Document extract:
* * * * * * *
The CDC reports that 27,000 people died in 2007 from accidental drug overdoses in the United States. The agency also says that deaths due to drug overdose and abuse have overtaken car accidents as a cause of death among teenagers. As much as twenty percent of teens surveyed by the CDC in 2009 said they had taken prescription medications without a prescription. A large number of these may be painkillers, which have a high potential for abuse, fatal drug interactions, or overdoses. Opioid analgesics, which are common active ingredients in painkillers and other drugs, now cause more fatal overdoses than cocaine and heroin combined, according to the CDC.
* * * * * * *
Data under study:
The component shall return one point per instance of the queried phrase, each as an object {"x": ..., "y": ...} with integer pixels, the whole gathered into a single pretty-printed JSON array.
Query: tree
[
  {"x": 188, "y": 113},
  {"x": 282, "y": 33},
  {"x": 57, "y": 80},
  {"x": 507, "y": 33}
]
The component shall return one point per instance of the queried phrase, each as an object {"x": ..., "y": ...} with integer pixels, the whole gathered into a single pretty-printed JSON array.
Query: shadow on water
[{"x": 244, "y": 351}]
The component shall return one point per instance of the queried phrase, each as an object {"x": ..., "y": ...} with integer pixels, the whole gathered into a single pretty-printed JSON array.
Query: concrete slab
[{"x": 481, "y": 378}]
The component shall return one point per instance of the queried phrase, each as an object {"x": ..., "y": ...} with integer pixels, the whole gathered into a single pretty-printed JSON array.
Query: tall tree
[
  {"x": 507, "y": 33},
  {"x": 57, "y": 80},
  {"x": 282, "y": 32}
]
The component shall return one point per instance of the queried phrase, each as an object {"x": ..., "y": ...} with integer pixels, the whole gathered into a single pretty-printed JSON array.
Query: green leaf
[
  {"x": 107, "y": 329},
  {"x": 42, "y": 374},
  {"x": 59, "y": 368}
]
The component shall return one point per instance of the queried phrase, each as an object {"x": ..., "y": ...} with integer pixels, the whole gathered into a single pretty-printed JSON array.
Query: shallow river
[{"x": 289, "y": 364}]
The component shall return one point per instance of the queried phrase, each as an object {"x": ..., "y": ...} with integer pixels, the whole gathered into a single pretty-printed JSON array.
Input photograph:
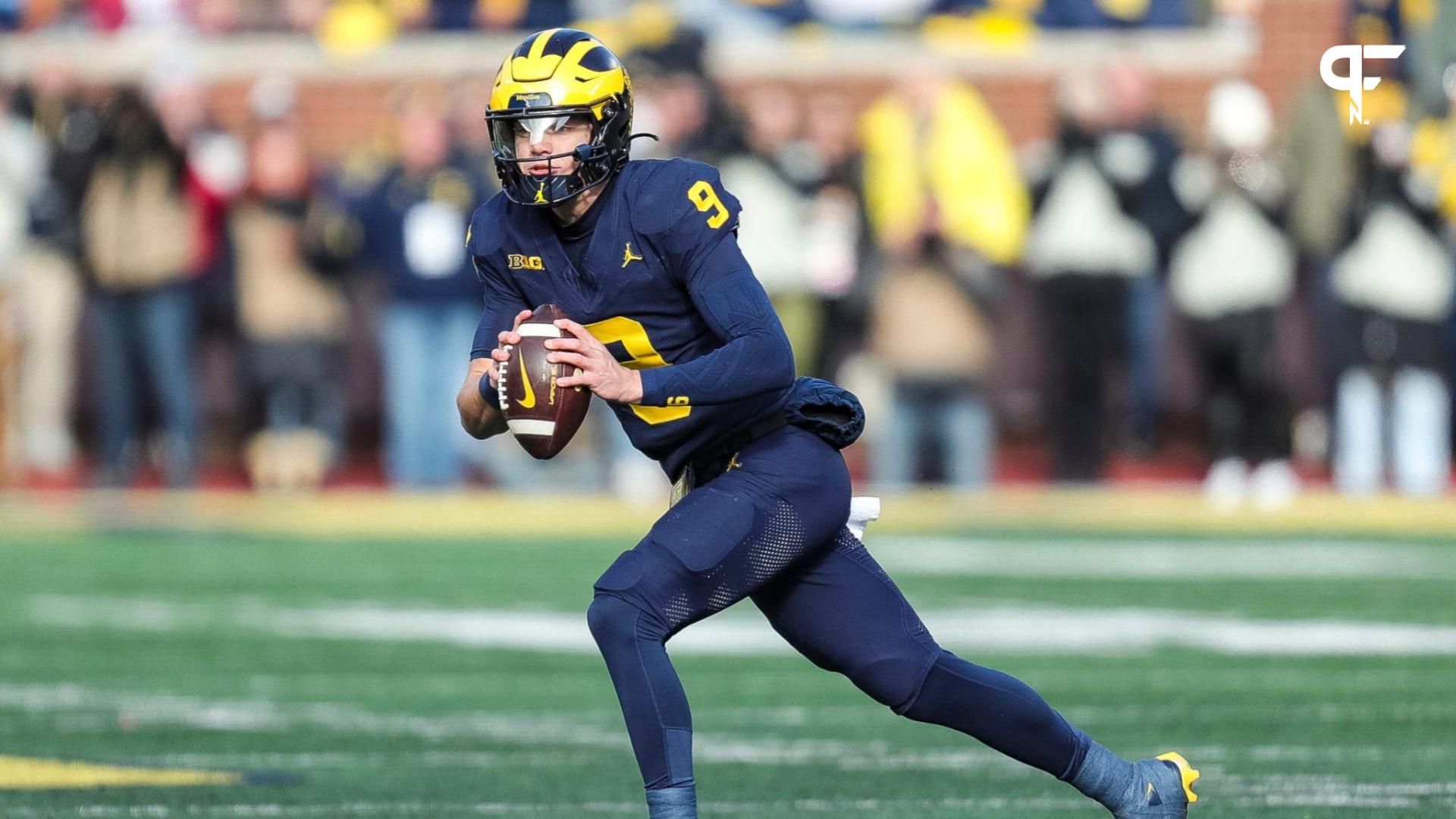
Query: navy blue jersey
[{"x": 664, "y": 286}]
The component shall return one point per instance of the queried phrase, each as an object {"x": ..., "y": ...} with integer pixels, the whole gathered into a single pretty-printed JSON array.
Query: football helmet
[{"x": 554, "y": 76}]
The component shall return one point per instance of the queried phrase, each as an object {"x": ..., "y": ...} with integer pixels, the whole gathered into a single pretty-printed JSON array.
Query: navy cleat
[{"x": 1165, "y": 787}]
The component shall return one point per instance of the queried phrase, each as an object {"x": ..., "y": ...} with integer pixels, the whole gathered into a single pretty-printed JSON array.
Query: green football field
[{"x": 158, "y": 667}]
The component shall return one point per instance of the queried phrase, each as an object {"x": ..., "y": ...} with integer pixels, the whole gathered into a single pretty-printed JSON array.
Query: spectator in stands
[
  {"x": 1103, "y": 14},
  {"x": 1142, "y": 150},
  {"x": 679, "y": 102},
  {"x": 948, "y": 212},
  {"x": 22, "y": 172},
  {"x": 1229, "y": 276},
  {"x": 836, "y": 237},
  {"x": 139, "y": 224},
  {"x": 1087, "y": 245},
  {"x": 291, "y": 312},
  {"x": 50, "y": 276},
  {"x": 414, "y": 223},
  {"x": 1394, "y": 283},
  {"x": 772, "y": 174}
]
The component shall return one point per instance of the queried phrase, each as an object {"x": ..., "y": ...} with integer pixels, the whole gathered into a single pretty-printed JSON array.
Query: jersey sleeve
[
  {"x": 503, "y": 300},
  {"x": 688, "y": 212},
  {"x": 702, "y": 251}
]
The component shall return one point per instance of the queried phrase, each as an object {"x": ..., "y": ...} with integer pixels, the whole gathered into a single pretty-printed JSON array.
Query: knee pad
[
  {"x": 612, "y": 621},
  {"x": 894, "y": 679}
]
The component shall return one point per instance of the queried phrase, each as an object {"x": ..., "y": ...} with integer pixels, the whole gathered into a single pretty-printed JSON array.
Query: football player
[{"x": 674, "y": 333}]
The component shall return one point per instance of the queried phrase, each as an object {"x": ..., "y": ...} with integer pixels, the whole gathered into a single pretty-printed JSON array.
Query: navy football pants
[{"x": 772, "y": 528}]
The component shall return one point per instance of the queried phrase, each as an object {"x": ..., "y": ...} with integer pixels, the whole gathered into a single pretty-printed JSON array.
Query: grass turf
[{"x": 391, "y": 727}]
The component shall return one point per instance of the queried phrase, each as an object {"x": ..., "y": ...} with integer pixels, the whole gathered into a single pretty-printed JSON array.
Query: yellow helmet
[{"x": 552, "y": 76}]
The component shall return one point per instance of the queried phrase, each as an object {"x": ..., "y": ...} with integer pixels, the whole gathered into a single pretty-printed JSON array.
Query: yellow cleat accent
[{"x": 1187, "y": 771}]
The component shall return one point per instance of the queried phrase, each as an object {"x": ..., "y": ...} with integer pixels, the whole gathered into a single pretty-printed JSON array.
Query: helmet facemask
[{"x": 596, "y": 159}]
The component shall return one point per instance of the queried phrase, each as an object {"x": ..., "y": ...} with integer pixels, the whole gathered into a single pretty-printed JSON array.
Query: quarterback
[{"x": 674, "y": 333}]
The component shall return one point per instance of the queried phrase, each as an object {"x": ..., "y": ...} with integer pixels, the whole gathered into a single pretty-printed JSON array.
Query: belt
[{"x": 712, "y": 460}]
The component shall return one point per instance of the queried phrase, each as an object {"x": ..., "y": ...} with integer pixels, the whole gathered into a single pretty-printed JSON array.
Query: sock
[
  {"x": 1106, "y": 777},
  {"x": 677, "y": 802}
]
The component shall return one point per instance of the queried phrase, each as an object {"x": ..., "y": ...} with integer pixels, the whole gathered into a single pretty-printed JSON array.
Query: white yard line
[
  {"x": 1163, "y": 560},
  {"x": 1331, "y": 796},
  {"x": 984, "y": 629}
]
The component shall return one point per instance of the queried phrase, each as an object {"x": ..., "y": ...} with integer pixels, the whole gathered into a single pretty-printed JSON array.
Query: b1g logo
[
  {"x": 1356, "y": 83},
  {"x": 517, "y": 261}
]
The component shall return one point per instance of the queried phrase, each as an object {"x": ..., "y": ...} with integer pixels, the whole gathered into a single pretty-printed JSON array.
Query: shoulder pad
[
  {"x": 666, "y": 194},
  {"x": 485, "y": 232}
]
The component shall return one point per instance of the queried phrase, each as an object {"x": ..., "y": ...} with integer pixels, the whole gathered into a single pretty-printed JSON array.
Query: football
[{"x": 541, "y": 414}]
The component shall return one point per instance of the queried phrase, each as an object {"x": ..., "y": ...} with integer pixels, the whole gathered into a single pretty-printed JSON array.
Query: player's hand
[
  {"x": 500, "y": 354},
  {"x": 601, "y": 372}
]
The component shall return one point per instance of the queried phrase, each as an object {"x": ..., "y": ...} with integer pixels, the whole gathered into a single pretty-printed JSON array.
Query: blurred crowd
[
  {"x": 331, "y": 18},
  {"x": 175, "y": 295}
]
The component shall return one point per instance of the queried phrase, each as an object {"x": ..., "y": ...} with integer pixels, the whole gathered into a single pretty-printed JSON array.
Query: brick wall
[{"x": 340, "y": 115}]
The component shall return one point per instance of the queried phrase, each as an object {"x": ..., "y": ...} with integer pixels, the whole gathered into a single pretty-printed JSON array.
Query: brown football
[{"x": 541, "y": 414}]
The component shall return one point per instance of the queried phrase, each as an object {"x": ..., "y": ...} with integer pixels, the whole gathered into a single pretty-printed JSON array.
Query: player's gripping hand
[
  {"x": 601, "y": 372},
  {"x": 500, "y": 354}
]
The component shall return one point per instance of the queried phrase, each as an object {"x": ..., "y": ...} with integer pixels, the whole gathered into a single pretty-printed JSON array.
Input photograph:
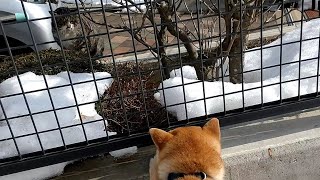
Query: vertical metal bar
[
  {"x": 105, "y": 22},
  {"x": 221, "y": 57},
  {"x": 115, "y": 67},
  {"x": 241, "y": 53},
  {"x": 136, "y": 60},
  {"x": 180, "y": 60},
  {"x": 318, "y": 64},
  {"x": 91, "y": 65},
  {"x": 20, "y": 84},
  {"x": 90, "y": 60},
  {"x": 261, "y": 52},
  {"x": 9, "y": 126},
  {"x": 155, "y": 30},
  {"x": 198, "y": 7},
  {"x": 43, "y": 75},
  {"x": 69, "y": 76},
  {"x": 281, "y": 48},
  {"x": 300, "y": 49}
]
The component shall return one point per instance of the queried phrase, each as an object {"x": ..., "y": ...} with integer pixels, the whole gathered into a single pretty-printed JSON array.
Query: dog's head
[{"x": 188, "y": 153}]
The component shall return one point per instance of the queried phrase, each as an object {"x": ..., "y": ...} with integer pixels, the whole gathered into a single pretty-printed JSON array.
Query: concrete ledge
[
  {"x": 284, "y": 147},
  {"x": 295, "y": 155}
]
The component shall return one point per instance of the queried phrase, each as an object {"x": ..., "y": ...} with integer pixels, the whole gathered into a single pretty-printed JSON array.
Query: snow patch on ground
[
  {"x": 39, "y": 102},
  {"x": 124, "y": 152},
  {"x": 234, "y": 98}
]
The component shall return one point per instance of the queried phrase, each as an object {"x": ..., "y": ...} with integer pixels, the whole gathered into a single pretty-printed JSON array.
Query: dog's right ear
[{"x": 159, "y": 137}]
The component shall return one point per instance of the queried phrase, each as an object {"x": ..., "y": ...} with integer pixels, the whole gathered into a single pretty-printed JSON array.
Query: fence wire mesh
[{"x": 79, "y": 79}]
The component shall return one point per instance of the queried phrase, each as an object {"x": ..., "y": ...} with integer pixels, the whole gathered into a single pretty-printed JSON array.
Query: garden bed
[{"x": 129, "y": 104}]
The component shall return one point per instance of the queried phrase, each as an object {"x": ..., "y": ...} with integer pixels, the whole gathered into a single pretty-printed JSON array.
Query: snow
[
  {"x": 39, "y": 173},
  {"x": 195, "y": 90},
  {"x": 62, "y": 97},
  {"x": 187, "y": 71},
  {"x": 124, "y": 152}
]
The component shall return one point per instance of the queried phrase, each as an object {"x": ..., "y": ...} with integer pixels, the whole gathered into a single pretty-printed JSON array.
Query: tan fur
[{"x": 187, "y": 150}]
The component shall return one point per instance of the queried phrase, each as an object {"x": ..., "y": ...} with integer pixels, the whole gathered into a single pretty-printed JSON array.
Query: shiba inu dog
[{"x": 187, "y": 153}]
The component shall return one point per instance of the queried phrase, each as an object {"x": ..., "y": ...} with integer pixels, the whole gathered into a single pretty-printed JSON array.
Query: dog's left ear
[
  {"x": 160, "y": 137},
  {"x": 213, "y": 128}
]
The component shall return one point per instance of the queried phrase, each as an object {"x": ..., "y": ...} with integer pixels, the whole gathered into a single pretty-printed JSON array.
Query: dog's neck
[{"x": 174, "y": 176}]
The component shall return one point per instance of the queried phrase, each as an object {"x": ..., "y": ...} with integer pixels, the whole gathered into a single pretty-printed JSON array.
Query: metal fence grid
[{"x": 202, "y": 40}]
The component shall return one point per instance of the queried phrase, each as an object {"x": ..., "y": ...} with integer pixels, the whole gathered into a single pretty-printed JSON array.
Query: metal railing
[{"x": 141, "y": 94}]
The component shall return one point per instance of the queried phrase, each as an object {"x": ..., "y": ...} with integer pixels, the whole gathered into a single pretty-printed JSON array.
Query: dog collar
[{"x": 200, "y": 175}]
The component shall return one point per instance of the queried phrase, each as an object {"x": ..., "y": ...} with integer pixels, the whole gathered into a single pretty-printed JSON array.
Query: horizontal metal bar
[{"x": 102, "y": 146}]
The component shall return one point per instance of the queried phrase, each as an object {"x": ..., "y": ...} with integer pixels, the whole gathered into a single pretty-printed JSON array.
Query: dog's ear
[
  {"x": 213, "y": 128},
  {"x": 159, "y": 137}
]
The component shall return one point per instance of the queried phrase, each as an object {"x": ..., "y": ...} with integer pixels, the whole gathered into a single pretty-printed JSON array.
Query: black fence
[{"x": 123, "y": 68}]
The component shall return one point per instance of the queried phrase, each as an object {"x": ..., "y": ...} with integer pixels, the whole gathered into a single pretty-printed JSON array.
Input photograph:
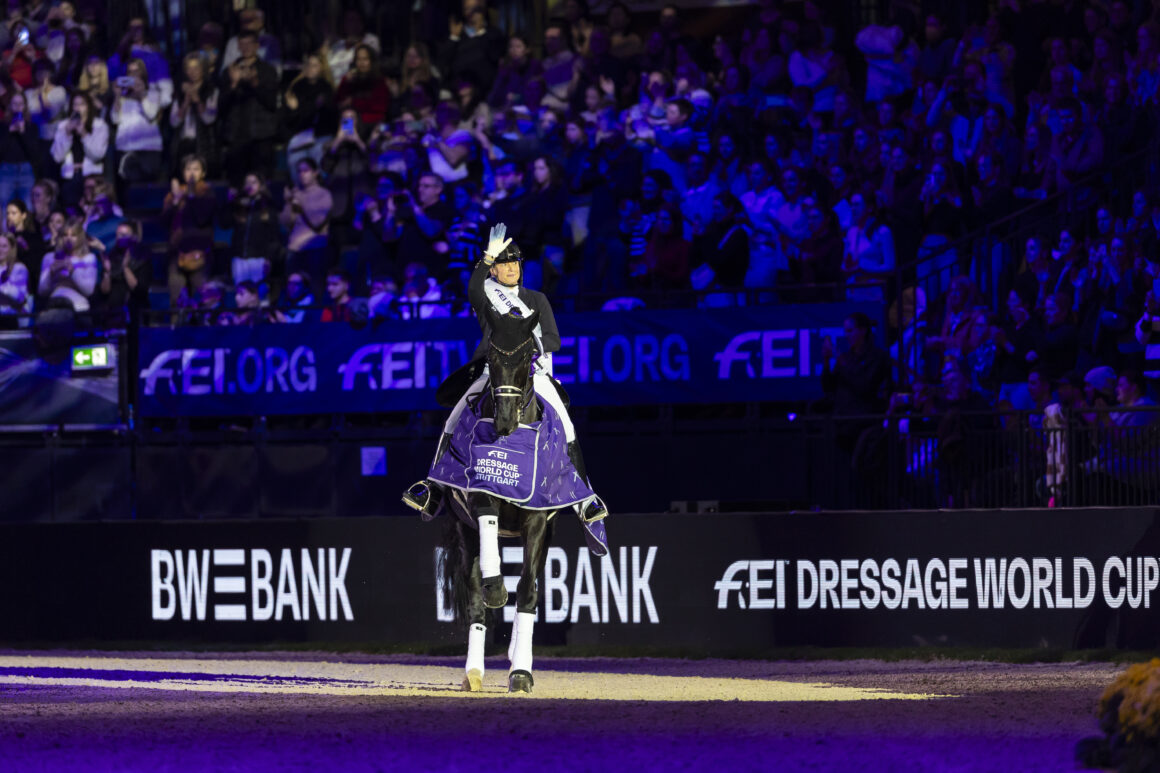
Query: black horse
[{"x": 509, "y": 401}]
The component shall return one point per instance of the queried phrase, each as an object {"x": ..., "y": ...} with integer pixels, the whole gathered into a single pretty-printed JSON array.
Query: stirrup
[
  {"x": 421, "y": 498},
  {"x": 592, "y": 518}
]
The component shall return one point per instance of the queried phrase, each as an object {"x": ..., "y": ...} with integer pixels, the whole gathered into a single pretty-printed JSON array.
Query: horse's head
[{"x": 509, "y": 352}]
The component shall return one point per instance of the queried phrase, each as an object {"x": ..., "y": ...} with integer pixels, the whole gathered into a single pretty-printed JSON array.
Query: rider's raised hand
[{"x": 495, "y": 241}]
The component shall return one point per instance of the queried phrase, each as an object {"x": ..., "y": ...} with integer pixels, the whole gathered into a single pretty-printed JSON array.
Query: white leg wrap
[
  {"x": 488, "y": 546},
  {"x": 515, "y": 637},
  {"x": 526, "y": 622},
  {"x": 476, "y": 635}
]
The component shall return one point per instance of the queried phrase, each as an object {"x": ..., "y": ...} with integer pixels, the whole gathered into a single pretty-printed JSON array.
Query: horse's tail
[{"x": 458, "y": 564}]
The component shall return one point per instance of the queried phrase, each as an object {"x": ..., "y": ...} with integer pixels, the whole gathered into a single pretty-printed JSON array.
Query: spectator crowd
[{"x": 800, "y": 151}]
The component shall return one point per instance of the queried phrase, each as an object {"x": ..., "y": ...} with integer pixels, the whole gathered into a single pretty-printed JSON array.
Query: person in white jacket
[
  {"x": 136, "y": 109},
  {"x": 70, "y": 273},
  {"x": 79, "y": 147}
]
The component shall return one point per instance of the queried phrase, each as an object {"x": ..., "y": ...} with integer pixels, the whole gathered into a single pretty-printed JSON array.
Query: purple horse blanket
[{"x": 529, "y": 468}]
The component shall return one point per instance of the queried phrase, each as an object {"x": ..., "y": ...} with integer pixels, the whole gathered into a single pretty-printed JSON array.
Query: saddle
[{"x": 455, "y": 385}]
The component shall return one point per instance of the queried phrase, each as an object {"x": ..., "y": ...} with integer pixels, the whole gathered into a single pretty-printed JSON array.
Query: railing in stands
[{"x": 955, "y": 460}]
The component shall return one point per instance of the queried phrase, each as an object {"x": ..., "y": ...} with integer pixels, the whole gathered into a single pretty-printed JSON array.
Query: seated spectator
[
  {"x": 857, "y": 380},
  {"x": 868, "y": 252},
  {"x": 248, "y": 106},
  {"x": 29, "y": 239},
  {"x": 20, "y": 58},
  {"x": 1147, "y": 334},
  {"x": 102, "y": 216},
  {"x": 820, "y": 254},
  {"x": 347, "y": 167},
  {"x": 75, "y": 53},
  {"x": 246, "y": 306},
  {"x": 193, "y": 115},
  {"x": 340, "y": 53},
  {"x": 1021, "y": 334},
  {"x": 414, "y": 228},
  {"x": 306, "y": 216},
  {"x": 417, "y": 71},
  {"x": 127, "y": 275},
  {"x": 255, "y": 241},
  {"x": 473, "y": 49},
  {"x": 1077, "y": 151},
  {"x": 1130, "y": 391},
  {"x": 79, "y": 147},
  {"x": 338, "y": 290},
  {"x": 720, "y": 253},
  {"x": 558, "y": 65},
  {"x": 363, "y": 88},
  {"x": 45, "y": 105},
  {"x": 205, "y": 306},
  {"x": 515, "y": 71},
  {"x": 961, "y": 318},
  {"x": 1059, "y": 348},
  {"x": 449, "y": 149},
  {"x": 666, "y": 259},
  {"x": 311, "y": 113},
  {"x": 19, "y": 151},
  {"x": 14, "y": 295},
  {"x": 421, "y": 297},
  {"x": 253, "y": 21},
  {"x": 761, "y": 201},
  {"x": 136, "y": 112},
  {"x": 891, "y": 58},
  {"x": 294, "y": 304},
  {"x": 69, "y": 273},
  {"x": 94, "y": 81},
  {"x": 188, "y": 212},
  {"x": 137, "y": 44},
  {"x": 624, "y": 44}
]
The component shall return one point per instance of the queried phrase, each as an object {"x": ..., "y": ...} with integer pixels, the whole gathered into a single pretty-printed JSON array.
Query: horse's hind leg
[
  {"x": 494, "y": 592},
  {"x": 535, "y": 553}
]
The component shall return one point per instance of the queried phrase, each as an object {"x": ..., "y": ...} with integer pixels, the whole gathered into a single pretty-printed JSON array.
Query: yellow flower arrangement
[{"x": 1130, "y": 717}]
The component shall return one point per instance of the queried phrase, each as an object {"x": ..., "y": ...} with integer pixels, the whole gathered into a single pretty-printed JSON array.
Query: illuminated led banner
[
  {"x": 720, "y": 584},
  {"x": 742, "y": 354}
]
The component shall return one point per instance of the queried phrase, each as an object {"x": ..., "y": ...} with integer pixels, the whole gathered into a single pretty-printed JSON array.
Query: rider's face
[{"x": 507, "y": 273}]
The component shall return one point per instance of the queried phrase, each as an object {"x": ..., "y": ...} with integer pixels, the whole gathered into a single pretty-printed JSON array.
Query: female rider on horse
[{"x": 497, "y": 282}]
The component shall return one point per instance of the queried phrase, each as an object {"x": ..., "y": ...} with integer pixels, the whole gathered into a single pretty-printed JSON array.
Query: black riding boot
[{"x": 426, "y": 496}]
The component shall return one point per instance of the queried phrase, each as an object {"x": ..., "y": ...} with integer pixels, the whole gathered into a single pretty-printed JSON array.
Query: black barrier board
[{"x": 720, "y": 583}]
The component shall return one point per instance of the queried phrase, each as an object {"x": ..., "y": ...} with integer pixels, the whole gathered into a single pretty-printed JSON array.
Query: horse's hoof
[
  {"x": 520, "y": 681},
  {"x": 494, "y": 592}
]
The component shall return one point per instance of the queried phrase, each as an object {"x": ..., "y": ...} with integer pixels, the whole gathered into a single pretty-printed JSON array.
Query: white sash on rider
[{"x": 504, "y": 300}]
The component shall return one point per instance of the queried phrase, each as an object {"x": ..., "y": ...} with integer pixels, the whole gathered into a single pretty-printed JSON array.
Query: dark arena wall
[{"x": 717, "y": 584}]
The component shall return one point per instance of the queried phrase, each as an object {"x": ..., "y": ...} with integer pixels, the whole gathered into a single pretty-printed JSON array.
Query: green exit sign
[{"x": 98, "y": 356}]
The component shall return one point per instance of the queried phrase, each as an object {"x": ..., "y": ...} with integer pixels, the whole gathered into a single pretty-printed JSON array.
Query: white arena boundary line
[{"x": 270, "y": 677}]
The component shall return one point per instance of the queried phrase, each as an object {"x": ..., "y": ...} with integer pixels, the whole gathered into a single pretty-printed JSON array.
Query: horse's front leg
[
  {"x": 527, "y": 595},
  {"x": 487, "y": 520},
  {"x": 477, "y": 628}
]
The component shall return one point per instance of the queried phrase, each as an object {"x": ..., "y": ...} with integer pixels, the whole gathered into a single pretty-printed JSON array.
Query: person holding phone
[
  {"x": 311, "y": 113},
  {"x": 19, "y": 151},
  {"x": 1147, "y": 331},
  {"x": 248, "y": 108},
  {"x": 136, "y": 113},
  {"x": 364, "y": 89},
  {"x": 79, "y": 147}
]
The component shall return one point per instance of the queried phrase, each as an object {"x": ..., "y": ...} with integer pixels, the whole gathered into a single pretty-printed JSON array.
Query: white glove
[{"x": 495, "y": 241}]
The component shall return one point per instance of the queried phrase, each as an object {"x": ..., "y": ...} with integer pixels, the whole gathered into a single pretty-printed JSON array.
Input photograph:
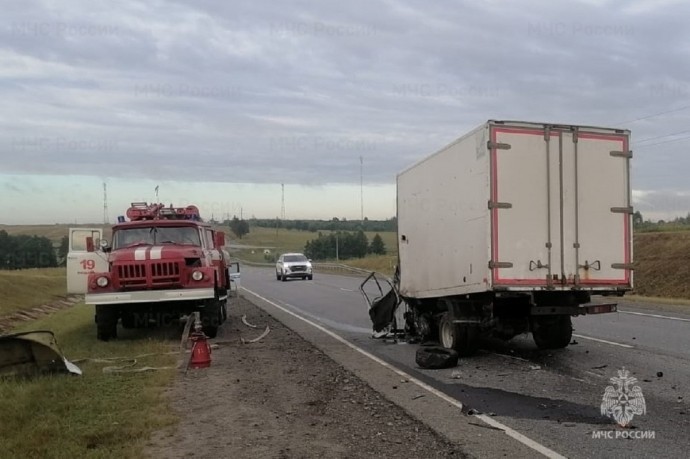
* * * * * * *
Work required:
Can you carry on the passage on CDC drug overdose figures from its final sentence? The items have no connection to the passage on CDC drug overdose figures.

Written response:
Although some people who abuse prescription drugs may obtain them illegally, many obtain them directly through a physician’s prescription or from a person with a valid prescription. Doctors and pharmacies must take great care in how they prescribe painkillers and other high-alert drugs. The Drug Enforcement Agency (DEA) recently suspended the licenses of two Florida CVS pharmacies because they allegedly dispensed more units of the painkiller oxycodone than any other pharmacy in the state, thus endangering public safety. According to the DEA, they filled multiple prescriptions for out-of-state patients and dispensed hundreds of thousands of tablets. This allegedly suggests dispensation of painkillers to addicts. Regulators also suspended a Florida distributor’s license to distribute controlled substances for allegedly “selling excessive amounts of oxycodone” to the two CVS stores and other pharmacies. The pharmacies and the distributors face license revocation hearings.